----- EXTRAIT À LIRE -----

M me  Angote (Kenya) dit que le programme de réforme des secteurs de la gouvernance, de la justice et de la sécurité publique a pour objectif de réformer et de renforcer leurs institutions afin de rendre l’administration de la justice efficace, responsable et transparente. Quatre ministères et plus de 32 départements sont concernés. Il s’agit de passer d’une approche institutionnelle étroite à une approche plus large axée sur l’exécution. Dans le cadre de ce programme, les magistrats débutants sont formés aux procédures de condamnation avant d’être envoyés dans divers tribunaux du pays; ils comprennent ainsi que leurs jugements peuvent contribuer au surpeuplement des prisons. Les policiers et les directeurs de prison sont formés à la promotion et à la protection des droits de l’homme dans l’accomplissement de leurs tâches, y compris à l’impact que peuvent avoir les arrestations, par exemple sur ce surpeuplement.

À propos de la déclaration d’un état d’exception, M. Wako (Kenya) dit que le Comité doit considérer la Constitution kényane comme un tout. Son article 83, intitulé « Dérogation aux libertés et droits fondamentaux », énumère les droits auxquels il peut être dérogé si l’état d’exception est promulgué. Il ne peut être dérogé à aucun des autres droits, conformément aux dispositions du Pacte. Les sections spéciales de la Constitution promulguées face à la guerre de sécession dans la province du nord-est du Kenya lors de l’indépendance ainsi que les lois promulguées en application de ces sections ont été abrogées. Toute déclaration de l’état d’exception doit être soumise à l’approbation du Parlement.

En ce qui concerne la distinction entre les affaires de vol à main armé et les meurtres ordinaires, passibles dans les deux cas de la peine capitale, l’intervenant note que les affaires de meurtre ordinaires sont entendues par la Haute Cour du Kenya. Selon le système actuel, tout accusé qui n’a pas les moyens de s’attacher les services d’un avocat est représenté par un avocat commis d’office, alors que pour les affaires de vol à main armé, qui sont entendues en correctionnelle, l’accusé ne jouit pas de telles garanties procédurales. Des réformes sont en cours pour assurer des garanties procédurales dans toutes les affaires capitales.

----- LIGNES RÉPERTORIÉES -----

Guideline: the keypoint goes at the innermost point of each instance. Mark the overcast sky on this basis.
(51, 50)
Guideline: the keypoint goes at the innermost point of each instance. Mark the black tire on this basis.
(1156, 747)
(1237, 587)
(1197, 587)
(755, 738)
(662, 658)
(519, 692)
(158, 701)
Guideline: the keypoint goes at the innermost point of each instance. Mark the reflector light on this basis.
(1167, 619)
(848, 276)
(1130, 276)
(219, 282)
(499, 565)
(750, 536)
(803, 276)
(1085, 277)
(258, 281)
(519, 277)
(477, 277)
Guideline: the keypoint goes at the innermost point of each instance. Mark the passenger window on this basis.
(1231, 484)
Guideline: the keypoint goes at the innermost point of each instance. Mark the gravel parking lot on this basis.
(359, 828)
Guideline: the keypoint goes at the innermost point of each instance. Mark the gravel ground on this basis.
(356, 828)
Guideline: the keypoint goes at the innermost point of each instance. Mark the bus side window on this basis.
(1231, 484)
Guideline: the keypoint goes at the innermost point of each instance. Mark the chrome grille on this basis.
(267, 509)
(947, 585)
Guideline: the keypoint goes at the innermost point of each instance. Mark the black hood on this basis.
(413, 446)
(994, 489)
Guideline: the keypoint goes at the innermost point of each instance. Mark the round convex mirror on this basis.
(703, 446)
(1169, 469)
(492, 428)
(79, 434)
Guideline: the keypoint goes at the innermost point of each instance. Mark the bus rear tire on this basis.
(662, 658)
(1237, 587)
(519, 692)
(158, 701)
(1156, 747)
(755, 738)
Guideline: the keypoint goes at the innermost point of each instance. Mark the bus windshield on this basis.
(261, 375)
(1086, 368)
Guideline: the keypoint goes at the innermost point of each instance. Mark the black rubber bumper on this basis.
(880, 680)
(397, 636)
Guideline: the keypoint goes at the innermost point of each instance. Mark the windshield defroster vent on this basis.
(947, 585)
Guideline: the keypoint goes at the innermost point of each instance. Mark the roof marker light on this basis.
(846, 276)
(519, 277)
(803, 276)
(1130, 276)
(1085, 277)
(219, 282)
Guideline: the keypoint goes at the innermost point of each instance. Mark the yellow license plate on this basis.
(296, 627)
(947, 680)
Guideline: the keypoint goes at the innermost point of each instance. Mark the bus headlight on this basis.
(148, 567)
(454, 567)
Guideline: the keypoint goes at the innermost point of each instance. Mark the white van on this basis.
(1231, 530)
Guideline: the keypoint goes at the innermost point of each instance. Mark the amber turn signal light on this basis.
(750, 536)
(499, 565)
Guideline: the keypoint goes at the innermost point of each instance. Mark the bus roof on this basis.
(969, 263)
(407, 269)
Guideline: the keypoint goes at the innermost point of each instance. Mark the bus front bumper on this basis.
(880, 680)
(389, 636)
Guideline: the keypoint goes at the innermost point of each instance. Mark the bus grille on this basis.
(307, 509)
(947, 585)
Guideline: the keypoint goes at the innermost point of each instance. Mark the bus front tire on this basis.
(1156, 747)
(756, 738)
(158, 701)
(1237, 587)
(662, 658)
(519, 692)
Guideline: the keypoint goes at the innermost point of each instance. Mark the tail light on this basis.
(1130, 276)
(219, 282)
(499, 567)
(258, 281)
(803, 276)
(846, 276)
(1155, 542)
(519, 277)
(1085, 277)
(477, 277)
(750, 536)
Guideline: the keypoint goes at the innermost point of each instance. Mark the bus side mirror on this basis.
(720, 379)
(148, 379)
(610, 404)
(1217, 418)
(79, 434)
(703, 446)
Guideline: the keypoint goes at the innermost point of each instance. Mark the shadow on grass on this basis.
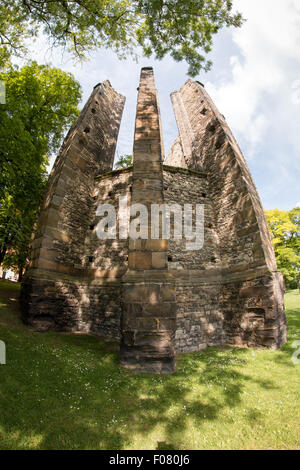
(68, 392)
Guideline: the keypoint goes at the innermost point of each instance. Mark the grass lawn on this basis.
(60, 391)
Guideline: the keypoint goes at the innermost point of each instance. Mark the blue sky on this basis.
(255, 82)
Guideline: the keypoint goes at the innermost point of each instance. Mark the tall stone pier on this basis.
(149, 309)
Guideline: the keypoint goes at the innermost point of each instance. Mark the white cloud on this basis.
(268, 39)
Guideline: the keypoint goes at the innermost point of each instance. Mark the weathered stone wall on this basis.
(154, 294)
(244, 243)
(54, 291)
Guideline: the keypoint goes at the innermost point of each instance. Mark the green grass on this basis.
(60, 391)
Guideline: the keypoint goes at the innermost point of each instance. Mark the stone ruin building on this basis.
(154, 296)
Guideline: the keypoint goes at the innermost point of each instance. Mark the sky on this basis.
(254, 81)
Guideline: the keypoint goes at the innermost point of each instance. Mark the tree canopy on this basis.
(285, 231)
(184, 29)
(41, 102)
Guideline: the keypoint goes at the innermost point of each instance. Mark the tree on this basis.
(184, 29)
(285, 231)
(41, 102)
(124, 161)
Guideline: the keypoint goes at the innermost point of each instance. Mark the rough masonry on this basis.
(153, 295)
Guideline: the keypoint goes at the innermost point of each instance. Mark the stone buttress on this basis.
(148, 319)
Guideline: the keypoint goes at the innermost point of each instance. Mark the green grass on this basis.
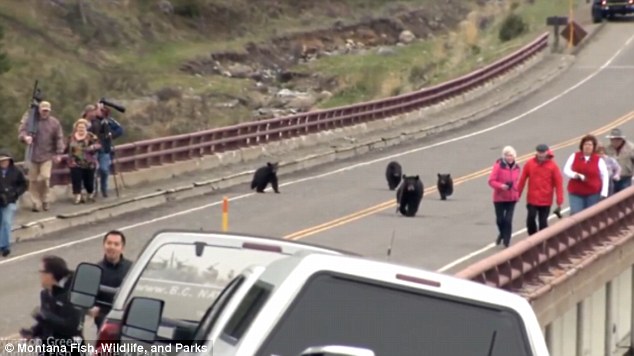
(370, 76)
(44, 44)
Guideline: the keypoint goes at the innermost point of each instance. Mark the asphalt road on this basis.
(350, 198)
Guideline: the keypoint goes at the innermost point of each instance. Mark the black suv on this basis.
(602, 9)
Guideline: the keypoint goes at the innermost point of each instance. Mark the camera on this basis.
(4, 199)
(119, 108)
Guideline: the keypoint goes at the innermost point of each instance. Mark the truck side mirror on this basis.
(141, 320)
(334, 350)
(85, 286)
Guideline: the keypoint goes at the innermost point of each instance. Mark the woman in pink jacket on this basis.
(503, 179)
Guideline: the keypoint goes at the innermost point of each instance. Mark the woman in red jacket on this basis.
(544, 180)
(589, 176)
(503, 179)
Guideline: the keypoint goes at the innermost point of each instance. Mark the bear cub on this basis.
(445, 185)
(393, 174)
(265, 175)
(409, 195)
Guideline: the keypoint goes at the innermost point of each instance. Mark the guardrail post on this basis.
(548, 336)
(225, 214)
(609, 319)
(580, 326)
(632, 315)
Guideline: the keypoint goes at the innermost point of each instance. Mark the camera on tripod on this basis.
(119, 108)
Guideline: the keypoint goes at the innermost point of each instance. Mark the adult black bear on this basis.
(409, 195)
(445, 185)
(393, 174)
(265, 175)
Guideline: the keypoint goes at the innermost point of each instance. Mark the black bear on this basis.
(393, 174)
(409, 195)
(445, 185)
(265, 175)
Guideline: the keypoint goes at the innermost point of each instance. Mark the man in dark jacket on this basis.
(114, 269)
(107, 129)
(12, 186)
(58, 322)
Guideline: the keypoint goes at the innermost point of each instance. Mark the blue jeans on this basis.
(104, 170)
(623, 183)
(6, 221)
(580, 202)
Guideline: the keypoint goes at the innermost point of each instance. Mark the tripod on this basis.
(112, 168)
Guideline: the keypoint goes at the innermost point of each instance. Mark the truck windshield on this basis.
(337, 310)
(189, 284)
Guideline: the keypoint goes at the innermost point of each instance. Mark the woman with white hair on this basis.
(503, 179)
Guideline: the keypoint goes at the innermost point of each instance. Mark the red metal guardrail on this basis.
(143, 154)
(531, 265)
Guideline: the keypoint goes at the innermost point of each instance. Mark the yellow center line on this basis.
(460, 180)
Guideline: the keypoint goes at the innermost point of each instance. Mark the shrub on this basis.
(512, 27)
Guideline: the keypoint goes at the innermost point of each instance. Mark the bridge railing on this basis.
(543, 257)
(576, 273)
(155, 152)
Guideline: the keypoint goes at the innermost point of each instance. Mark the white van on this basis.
(304, 302)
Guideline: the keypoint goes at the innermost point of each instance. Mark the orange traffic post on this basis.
(225, 214)
(571, 22)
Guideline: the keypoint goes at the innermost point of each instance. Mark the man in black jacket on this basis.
(114, 269)
(12, 186)
(58, 322)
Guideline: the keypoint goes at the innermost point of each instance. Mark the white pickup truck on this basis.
(319, 302)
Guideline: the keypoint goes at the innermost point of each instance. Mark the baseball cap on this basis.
(541, 148)
(45, 105)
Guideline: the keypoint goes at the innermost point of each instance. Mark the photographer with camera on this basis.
(46, 146)
(107, 129)
(12, 186)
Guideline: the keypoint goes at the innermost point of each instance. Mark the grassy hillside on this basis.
(156, 56)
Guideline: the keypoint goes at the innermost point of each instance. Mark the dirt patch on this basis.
(271, 64)
(286, 51)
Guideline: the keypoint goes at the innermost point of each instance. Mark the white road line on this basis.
(489, 247)
(348, 168)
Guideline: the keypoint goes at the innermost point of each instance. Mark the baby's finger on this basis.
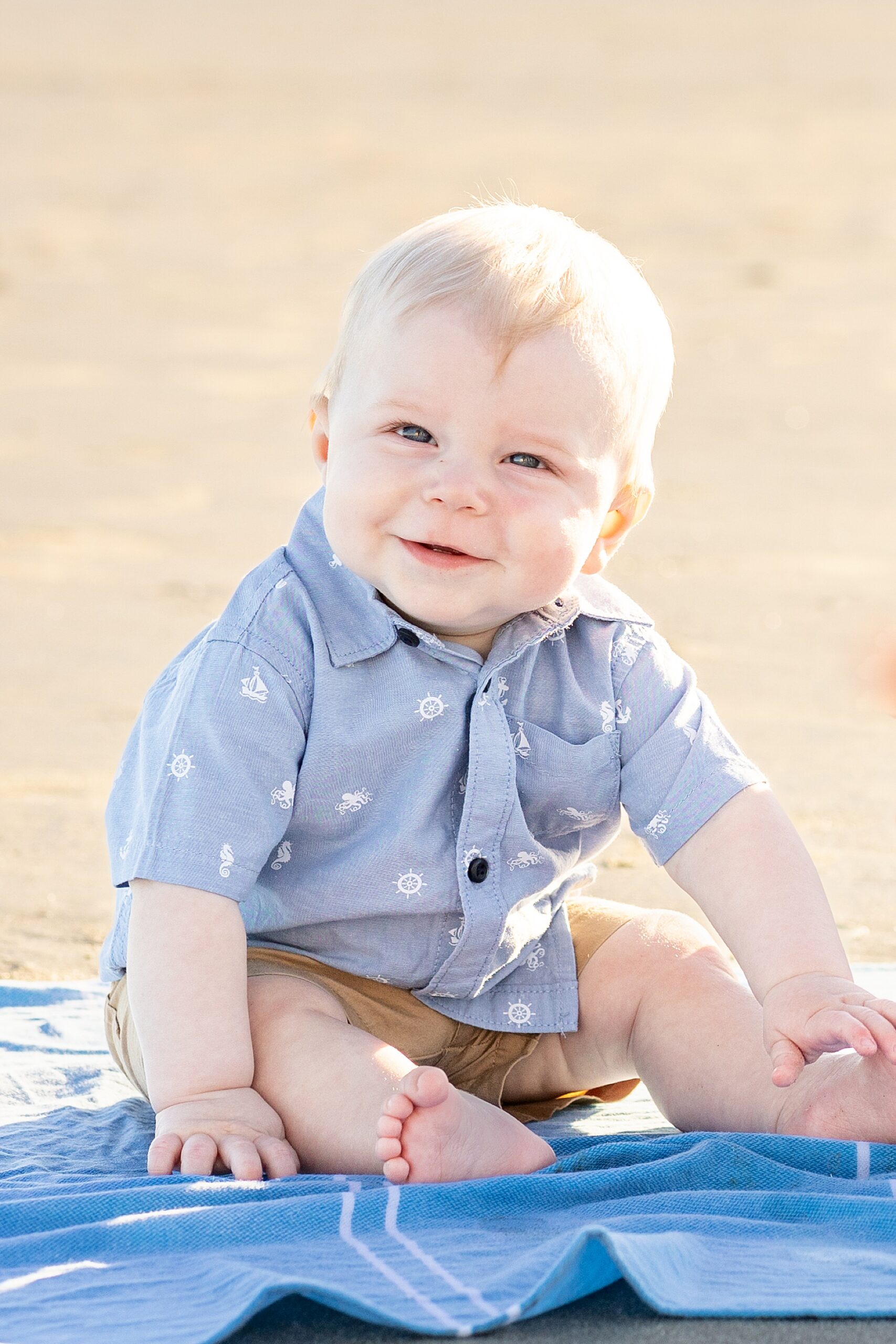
(787, 1064)
(241, 1156)
(279, 1156)
(878, 1023)
(839, 1028)
(163, 1155)
(198, 1156)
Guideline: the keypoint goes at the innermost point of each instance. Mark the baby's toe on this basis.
(388, 1127)
(397, 1170)
(398, 1105)
(426, 1086)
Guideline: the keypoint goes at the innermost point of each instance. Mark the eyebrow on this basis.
(531, 436)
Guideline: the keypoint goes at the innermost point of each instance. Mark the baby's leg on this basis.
(660, 1002)
(331, 1084)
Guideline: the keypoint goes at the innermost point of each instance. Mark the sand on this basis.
(186, 193)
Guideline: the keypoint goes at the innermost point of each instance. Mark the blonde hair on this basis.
(524, 270)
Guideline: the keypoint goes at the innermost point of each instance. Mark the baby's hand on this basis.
(231, 1131)
(806, 1016)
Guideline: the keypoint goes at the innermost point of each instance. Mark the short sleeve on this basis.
(206, 786)
(679, 765)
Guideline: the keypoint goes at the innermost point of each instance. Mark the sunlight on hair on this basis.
(524, 270)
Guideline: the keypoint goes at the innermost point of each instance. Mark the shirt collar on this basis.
(358, 624)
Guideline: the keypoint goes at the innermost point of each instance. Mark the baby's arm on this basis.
(187, 990)
(750, 873)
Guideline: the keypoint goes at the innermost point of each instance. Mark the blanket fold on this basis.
(704, 1225)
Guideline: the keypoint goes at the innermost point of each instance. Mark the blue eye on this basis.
(399, 428)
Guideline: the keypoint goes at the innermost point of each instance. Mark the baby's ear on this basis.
(319, 428)
(629, 507)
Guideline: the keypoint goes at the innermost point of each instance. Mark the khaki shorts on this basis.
(476, 1059)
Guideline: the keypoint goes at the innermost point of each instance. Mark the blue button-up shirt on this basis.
(395, 805)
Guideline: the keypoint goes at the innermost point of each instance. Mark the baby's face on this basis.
(465, 498)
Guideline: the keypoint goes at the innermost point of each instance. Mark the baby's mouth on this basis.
(431, 553)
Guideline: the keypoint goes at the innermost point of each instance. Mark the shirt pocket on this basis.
(563, 785)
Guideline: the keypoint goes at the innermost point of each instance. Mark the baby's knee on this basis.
(276, 1002)
(673, 941)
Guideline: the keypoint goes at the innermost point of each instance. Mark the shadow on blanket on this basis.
(699, 1225)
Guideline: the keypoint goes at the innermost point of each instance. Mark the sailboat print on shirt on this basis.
(520, 741)
(253, 687)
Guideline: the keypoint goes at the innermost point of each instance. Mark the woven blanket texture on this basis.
(700, 1225)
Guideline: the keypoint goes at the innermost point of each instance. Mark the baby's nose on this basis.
(456, 486)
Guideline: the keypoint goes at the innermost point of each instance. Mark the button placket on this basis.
(489, 779)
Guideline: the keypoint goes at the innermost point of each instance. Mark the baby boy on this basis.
(352, 823)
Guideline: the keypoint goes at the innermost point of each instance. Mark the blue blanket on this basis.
(93, 1249)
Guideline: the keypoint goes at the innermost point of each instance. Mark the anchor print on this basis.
(536, 958)
(284, 855)
(253, 687)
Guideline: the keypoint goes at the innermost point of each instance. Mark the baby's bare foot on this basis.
(842, 1097)
(430, 1131)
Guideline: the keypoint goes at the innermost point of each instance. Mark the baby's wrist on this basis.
(796, 978)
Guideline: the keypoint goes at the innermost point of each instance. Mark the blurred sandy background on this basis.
(186, 193)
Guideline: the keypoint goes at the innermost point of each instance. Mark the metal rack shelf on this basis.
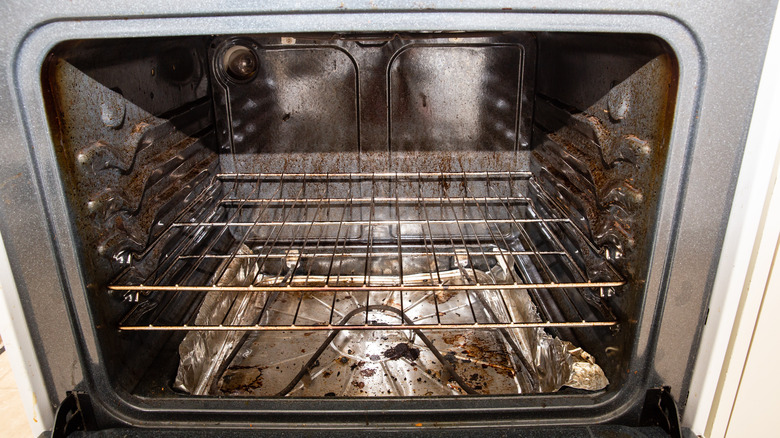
(374, 238)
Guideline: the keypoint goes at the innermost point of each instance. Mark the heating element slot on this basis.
(331, 251)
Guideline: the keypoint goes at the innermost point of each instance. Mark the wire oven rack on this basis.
(375, 238)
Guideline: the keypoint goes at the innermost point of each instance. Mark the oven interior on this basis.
(390, 214)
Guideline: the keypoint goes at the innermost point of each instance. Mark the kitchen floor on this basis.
(12, 416)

-----

_ACTION À MENER_
Veuillez recopier, dans l'extrait sur la justice au Kenya, tout le passage allant de "À propos de" jusqu'à "l’approbation du Parlement.", en substituant "Sénat" à "Parlement".

_RÉPONSE RÉDIGÉE_
À propos de la déclaration d’un état d’exception, M. Wako (Kenya) dit que le Comité doit considérer la Constitution kényane comme un tout. Son article 83, intitulé « Dérogation aux libertés et droits fondamentaux », énumère les droits auxquels il peut être dérogé si l’état d’exception est promulgué. Il ne peut être dérogé à aucun des autres droits, conformément aux dispositions du Pacte. Les sections spéciales de la Constitution promulguées face à la guerre de sécession dans la province du nord-est du Kenya lors de l’indépendance ainsi que les lois promulguées en application de ces sections ont été abrogées. Toute déclaration de l’état d’exception doit être soumise à l’approbation du Sénat.